[Questions to answer]:
(A) Answer these questions from the MR imaging excerpt:
(i) In how many hemispheres was the motor hand area located exclusively in the postcentral gyrus?
(ii) For up to how many adjacent slices could the central sulcus veins be followed?
(iii) What does the contrast enhanced T1-weighted image in panel g of Fig. 3 show?
(B) Extend the MR imaging excerpt, picking up after its final sentence.

[Document extract]:
***

Correlation of Anatomical and Functional MR Imaging Results. The parenchymal area that corresponded to the motor hand area was located in the precentral gyrus in 16 hemispheres (in 12 volunteers and four patients), additionally in the postcentral gyrus (Fig. 1a) in 10 (in eight volunteers and two patients); and exclusively in the postcentral gyrus in four hemispheres (in three volunteers and one patient). Independently of whether a parenchymal motor hand area was visible or not, at least one vein was always located deep in the middle part of the CS (Figs. 1c, 2f, and 3bf), in proximity to the motor hand area when this was identifiable. These CS veins varied in number from one (17 hemispheres), to two (six hemispheres), to three (one hemisphere). When multiple veins were present they usually merged into one vein on superior slices. These veins could be followed for up to seven adjacent slices (mean 4.7).
Fig. 3. Case 8. a: A T2-weighted magnetic resonance (MR) image showing a recurrent left frontal glioma. The central sulcus is well identified. b: Summed functional MR image obtained in the patient at rest showing a slice superior to that seen in (a). The sulcal vein is hypointense (arrow). c: Summed functional MR image obtained during motor activation of the patient's contralateral hand, in which the vein is hyperintense (arrow). d: Subtracted image (c minus b) showing the hyperintense vein (circle). e: A T1-weighted MR image from the same slice position as b, c, and d. f: Contrast enhanced T1-weighted MR image (same slice position as in e). The same structure as in b, c, and d shows enhancement, thereby proving to be a vein (arrow). g: Contrast enhanced T1-weighted MR image of a slice positioned superior to e and f, showing drainage of the vein into a bridging vein (arrow).

***

[Entries taken from a collection]:
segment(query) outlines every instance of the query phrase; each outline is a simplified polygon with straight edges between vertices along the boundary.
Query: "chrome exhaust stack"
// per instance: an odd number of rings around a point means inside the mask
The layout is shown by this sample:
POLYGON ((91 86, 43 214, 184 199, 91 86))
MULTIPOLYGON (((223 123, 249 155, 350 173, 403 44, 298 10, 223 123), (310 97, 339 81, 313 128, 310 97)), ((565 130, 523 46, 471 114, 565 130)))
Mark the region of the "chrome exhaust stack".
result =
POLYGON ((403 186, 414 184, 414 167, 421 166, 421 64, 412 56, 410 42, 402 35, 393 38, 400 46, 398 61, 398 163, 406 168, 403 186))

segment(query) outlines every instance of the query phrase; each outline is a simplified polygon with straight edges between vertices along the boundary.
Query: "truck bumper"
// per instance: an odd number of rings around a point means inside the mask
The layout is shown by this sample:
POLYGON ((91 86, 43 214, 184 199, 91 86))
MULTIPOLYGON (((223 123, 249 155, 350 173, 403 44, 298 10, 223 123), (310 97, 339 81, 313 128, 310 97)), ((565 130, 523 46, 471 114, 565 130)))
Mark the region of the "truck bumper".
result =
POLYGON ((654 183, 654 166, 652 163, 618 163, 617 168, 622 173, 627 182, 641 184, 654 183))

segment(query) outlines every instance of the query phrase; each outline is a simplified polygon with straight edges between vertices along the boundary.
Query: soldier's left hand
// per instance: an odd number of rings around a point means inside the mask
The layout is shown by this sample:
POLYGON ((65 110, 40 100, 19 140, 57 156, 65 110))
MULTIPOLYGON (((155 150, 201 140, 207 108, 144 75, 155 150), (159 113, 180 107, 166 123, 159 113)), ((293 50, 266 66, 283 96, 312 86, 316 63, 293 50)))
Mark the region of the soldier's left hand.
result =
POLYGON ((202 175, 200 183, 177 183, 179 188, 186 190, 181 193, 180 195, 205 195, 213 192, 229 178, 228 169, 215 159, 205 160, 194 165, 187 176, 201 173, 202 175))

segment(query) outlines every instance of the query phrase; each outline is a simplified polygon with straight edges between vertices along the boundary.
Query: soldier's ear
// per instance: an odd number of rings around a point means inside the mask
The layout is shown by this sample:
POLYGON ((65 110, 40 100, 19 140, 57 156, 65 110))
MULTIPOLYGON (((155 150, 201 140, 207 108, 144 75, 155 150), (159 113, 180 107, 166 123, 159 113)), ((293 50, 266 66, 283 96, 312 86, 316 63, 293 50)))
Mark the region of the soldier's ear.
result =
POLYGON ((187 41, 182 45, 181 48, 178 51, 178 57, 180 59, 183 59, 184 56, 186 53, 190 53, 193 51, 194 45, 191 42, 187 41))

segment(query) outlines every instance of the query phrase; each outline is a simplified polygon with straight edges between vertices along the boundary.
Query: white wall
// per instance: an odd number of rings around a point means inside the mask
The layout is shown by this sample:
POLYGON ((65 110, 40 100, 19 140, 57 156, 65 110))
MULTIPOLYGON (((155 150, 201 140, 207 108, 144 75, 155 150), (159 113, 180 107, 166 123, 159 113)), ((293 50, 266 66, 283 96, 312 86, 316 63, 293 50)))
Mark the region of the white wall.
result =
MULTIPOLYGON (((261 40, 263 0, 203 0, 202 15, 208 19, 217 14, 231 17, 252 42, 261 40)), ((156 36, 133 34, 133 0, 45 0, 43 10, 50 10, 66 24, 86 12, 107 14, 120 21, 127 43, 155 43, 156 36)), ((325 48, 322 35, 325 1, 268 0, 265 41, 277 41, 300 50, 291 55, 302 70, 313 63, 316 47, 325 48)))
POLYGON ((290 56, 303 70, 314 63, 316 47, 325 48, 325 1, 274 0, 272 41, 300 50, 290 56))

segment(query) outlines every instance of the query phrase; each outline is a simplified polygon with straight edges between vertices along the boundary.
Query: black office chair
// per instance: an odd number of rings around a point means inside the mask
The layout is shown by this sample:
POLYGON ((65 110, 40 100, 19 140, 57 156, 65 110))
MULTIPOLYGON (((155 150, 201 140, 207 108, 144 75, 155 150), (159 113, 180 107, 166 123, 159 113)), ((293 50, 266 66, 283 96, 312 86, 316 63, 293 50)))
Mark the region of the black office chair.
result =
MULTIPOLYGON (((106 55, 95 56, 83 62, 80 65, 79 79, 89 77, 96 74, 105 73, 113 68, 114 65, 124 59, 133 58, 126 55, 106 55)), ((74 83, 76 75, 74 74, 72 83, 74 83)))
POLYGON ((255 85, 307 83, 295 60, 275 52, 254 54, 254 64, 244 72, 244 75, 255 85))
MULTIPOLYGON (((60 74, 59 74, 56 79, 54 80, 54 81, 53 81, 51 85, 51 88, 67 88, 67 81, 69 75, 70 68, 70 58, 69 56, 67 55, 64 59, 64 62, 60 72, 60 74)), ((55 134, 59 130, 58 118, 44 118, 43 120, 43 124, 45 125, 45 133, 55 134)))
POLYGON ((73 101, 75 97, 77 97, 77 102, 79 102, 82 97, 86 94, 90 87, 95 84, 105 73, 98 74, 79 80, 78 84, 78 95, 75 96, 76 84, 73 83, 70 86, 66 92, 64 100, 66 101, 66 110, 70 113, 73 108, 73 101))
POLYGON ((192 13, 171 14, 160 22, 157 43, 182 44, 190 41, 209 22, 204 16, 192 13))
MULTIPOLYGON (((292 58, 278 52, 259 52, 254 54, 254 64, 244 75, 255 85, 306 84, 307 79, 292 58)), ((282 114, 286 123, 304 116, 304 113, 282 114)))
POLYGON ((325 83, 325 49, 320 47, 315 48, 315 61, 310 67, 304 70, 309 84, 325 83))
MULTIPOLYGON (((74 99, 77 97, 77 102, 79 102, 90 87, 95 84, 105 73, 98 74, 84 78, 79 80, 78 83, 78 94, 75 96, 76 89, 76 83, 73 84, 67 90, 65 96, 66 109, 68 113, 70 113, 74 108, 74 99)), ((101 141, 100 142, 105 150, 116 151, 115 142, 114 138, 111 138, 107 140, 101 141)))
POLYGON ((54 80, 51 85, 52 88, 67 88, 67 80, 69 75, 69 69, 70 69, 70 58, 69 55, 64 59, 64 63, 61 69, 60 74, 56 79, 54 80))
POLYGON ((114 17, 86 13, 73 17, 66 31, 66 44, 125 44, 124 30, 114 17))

***

[Responses by task]:
(A)
(i) Four hemispheres (in three volunteers and one patient).
(ii) Up to seven adjacent slices (mean 4.7).
(iii) Drainage of the vein into a bridging vein.

(B)
In two patients an additional vein was identified in the postcentral sulcus close to the surface of the brain, rather than in the middle segment and deep within the sulcus where the CS veins lie. One of these patients had a cavernoma in the postcentral gyrus, which might have contributed to rerouting of venous drainage. The second patient had an astrocytoma in the middle frontal gyrus and a parenchymal area that was much more lateral than usual, probably as a result of cortical reorganization. In both instances these additional veins (superficial and lateral) could not be confused with the CS vein.
Evaluation of Cortical Stimulation Results and Anatomical Localization. In all eight patients, direct cortical stimulation evoked a contralateral motor response in the small hand muscles and additionally in the arm and leg or in the face. Using these data with the anatomical landmarks, the precentral gyrus could always be identified with certainty.
Comparison of Functional MR Imaging, MR Imaging, and Intraoperative Mapping Results. In the five patients in whom a parenchymal motor hand area was detected with functional MR imaging, the location of the precentral gyrus defined by intraoperative mapping corresponded to the location indicated by functional MR imaging/MR imaging results; details of the measurements in these five patients have been published elsewhere. The sulcal vein identified by functional MR imaging was therefore located in the CS. The following case reports describe findings in two of the three patients in whom no parenchymal motor hand area was identified by functional MR imaging.
This 51-year-old man (Table 1) suffered from a recurrence of a left frontal low-grade astrocytoma and weakness in his right hand.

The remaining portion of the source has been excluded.